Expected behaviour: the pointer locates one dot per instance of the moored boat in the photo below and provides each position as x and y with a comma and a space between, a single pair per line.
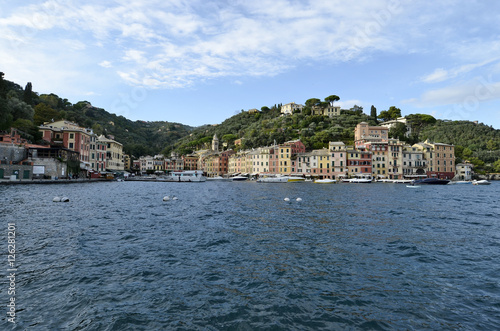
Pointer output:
239, 178
215, 178
481, 182
194, 176
361, 179
431, 181
325, 181
272, 179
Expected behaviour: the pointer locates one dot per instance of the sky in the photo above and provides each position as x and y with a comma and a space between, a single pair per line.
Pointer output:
201, 61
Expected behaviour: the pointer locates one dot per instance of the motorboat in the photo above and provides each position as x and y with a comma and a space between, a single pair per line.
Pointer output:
215, 178
272, 179
481, 182
359, 179
186, 176
239, 178
325, 181
296, 179
431, 181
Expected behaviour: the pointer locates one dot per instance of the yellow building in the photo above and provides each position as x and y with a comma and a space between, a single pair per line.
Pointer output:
114, 154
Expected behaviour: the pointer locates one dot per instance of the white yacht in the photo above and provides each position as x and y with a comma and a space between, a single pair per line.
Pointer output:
186, 176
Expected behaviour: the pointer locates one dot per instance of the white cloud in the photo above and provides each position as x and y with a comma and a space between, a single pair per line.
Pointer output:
441, 74
105, 64
437, 76
475, 91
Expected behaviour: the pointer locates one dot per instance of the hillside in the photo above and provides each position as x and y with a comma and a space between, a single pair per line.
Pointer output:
25, 110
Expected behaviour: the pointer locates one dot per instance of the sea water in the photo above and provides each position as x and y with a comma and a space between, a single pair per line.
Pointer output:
236, 256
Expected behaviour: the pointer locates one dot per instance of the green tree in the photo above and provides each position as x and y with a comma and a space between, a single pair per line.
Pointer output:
331, 99
391, 114
20, 109
2, 86
491, 145
45, 113
28, 94
5, 115
467, 153
398, 131
357, 110
313, 102
373, 113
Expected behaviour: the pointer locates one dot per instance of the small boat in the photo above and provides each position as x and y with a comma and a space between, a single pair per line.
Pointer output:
272, 179
481, 182
361, 179
239, 178
215, 178
186, 176
325, 181
432, 181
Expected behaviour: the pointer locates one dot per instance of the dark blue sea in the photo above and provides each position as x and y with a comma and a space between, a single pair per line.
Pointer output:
236, 256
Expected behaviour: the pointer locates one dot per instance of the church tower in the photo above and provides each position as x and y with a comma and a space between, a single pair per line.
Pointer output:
215, 143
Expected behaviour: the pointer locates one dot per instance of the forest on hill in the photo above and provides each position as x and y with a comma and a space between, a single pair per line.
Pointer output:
26, 110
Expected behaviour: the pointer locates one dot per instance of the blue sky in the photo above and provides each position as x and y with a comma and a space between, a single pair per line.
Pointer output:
201, 61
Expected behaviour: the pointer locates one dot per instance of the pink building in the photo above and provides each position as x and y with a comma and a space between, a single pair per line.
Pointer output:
359, 162
338, 152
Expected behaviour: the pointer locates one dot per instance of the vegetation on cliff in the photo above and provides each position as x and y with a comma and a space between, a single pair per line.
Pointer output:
25, 109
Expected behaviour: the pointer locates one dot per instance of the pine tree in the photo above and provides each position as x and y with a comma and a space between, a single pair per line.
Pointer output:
28, 97
373, 113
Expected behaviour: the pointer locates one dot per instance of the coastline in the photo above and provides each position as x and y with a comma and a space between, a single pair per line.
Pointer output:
49, 181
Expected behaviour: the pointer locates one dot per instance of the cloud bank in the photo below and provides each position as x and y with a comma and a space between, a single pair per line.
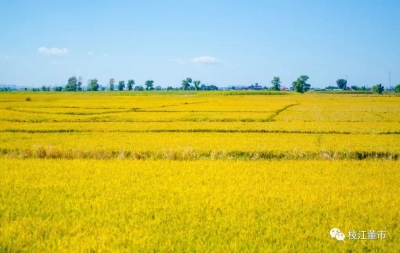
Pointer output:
178, 60
53, 50
205, 59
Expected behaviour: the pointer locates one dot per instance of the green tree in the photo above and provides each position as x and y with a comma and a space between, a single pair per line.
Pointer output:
301, 85
342, 83
111, 83
149, 85
93, 85
72, 84
186, 83
397, 88
121, 85
378, 88
197, 84
130, 84
276, 83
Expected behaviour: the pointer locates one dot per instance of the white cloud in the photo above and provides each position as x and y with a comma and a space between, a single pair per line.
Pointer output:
57, 62
53, 50
178, 60
205, 59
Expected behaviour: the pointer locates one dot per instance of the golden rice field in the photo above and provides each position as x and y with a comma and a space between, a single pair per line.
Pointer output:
198, 172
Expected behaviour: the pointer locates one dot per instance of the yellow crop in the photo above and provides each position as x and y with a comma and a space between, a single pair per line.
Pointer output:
197, 172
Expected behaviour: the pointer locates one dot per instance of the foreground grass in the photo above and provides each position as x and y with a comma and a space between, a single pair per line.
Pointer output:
203, 206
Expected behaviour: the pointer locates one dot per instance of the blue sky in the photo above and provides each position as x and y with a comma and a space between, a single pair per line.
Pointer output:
218, 42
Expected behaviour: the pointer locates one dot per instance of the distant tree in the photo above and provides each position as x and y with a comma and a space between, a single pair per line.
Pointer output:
72, 84
121, 85
331, 87
149, 85
111, 84
301, 85
341, 83
130, 84
93, 85
378, 88
196, 84
276, 83
397, 88
186, 83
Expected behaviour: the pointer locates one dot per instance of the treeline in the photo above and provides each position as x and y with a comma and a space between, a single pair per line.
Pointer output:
299, 85
75, 84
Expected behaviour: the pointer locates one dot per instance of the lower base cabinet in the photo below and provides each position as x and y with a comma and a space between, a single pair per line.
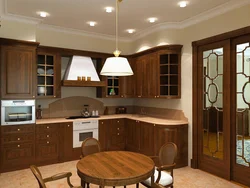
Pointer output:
40, 144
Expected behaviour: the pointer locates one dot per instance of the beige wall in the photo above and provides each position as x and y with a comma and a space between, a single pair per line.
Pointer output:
232, 20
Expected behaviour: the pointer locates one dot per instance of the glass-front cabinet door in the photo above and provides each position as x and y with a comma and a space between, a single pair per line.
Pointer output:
214, 124
241, 99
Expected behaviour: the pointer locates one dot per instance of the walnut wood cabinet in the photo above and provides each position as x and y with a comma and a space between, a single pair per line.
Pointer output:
17, 147
18, 69
48, 74
112, 134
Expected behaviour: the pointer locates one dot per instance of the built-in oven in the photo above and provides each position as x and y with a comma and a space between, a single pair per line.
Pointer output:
83, 129
15, 112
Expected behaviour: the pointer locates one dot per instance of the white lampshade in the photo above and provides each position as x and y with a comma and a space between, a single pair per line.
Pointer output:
116, 66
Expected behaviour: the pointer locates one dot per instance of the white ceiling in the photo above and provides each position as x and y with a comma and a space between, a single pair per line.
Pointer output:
133, 14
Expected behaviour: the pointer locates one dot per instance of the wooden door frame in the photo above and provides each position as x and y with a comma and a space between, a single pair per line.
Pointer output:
196, 44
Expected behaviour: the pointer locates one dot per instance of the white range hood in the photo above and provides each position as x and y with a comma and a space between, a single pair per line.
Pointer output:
81, 66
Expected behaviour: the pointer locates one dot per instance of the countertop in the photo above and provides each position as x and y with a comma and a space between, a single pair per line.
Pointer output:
138, 117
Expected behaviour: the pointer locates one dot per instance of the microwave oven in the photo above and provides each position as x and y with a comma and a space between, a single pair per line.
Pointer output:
15, 112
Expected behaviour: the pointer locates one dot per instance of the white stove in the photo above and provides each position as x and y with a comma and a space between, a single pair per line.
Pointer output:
82, 129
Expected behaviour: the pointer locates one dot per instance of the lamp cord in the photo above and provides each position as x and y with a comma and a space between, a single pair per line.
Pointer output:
116, 29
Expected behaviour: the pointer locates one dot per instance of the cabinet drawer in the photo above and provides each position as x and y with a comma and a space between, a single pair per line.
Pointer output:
17, 138
44, 128
17, 129
47, 136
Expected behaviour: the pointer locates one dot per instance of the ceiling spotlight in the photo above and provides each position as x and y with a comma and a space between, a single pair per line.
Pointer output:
109, 9
183, 4
130, 30
152, 20
43, 14
92, 24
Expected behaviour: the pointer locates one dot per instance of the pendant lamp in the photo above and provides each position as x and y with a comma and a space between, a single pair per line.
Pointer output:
116, 66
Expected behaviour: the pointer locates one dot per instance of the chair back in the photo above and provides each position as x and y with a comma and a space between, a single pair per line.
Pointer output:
90, 146
167, 154
38, 176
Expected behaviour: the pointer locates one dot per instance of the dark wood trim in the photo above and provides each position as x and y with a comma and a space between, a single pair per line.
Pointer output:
223, 36
175, 48
195, 108
76, 83
5, 41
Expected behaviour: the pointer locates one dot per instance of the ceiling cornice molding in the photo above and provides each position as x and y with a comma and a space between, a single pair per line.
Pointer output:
233, 4
81, 32
219, 10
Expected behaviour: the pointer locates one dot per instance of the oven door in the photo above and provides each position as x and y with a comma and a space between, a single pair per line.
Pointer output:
80, 135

·····

The problem
Search the entries for the string "dark" and copy each line where it occurs.

Problem solution
Expected behaviour: the pointer locates one dot per instance of the dark blue sea in the photo above and provides each position as x and y with a comma and a space between, a single pair per line.
Expected behaviour: the pointer locates one dot per instance of the dark wood trim in the photo above and provides each position as x and y with a comma and a space between, a single pair per line.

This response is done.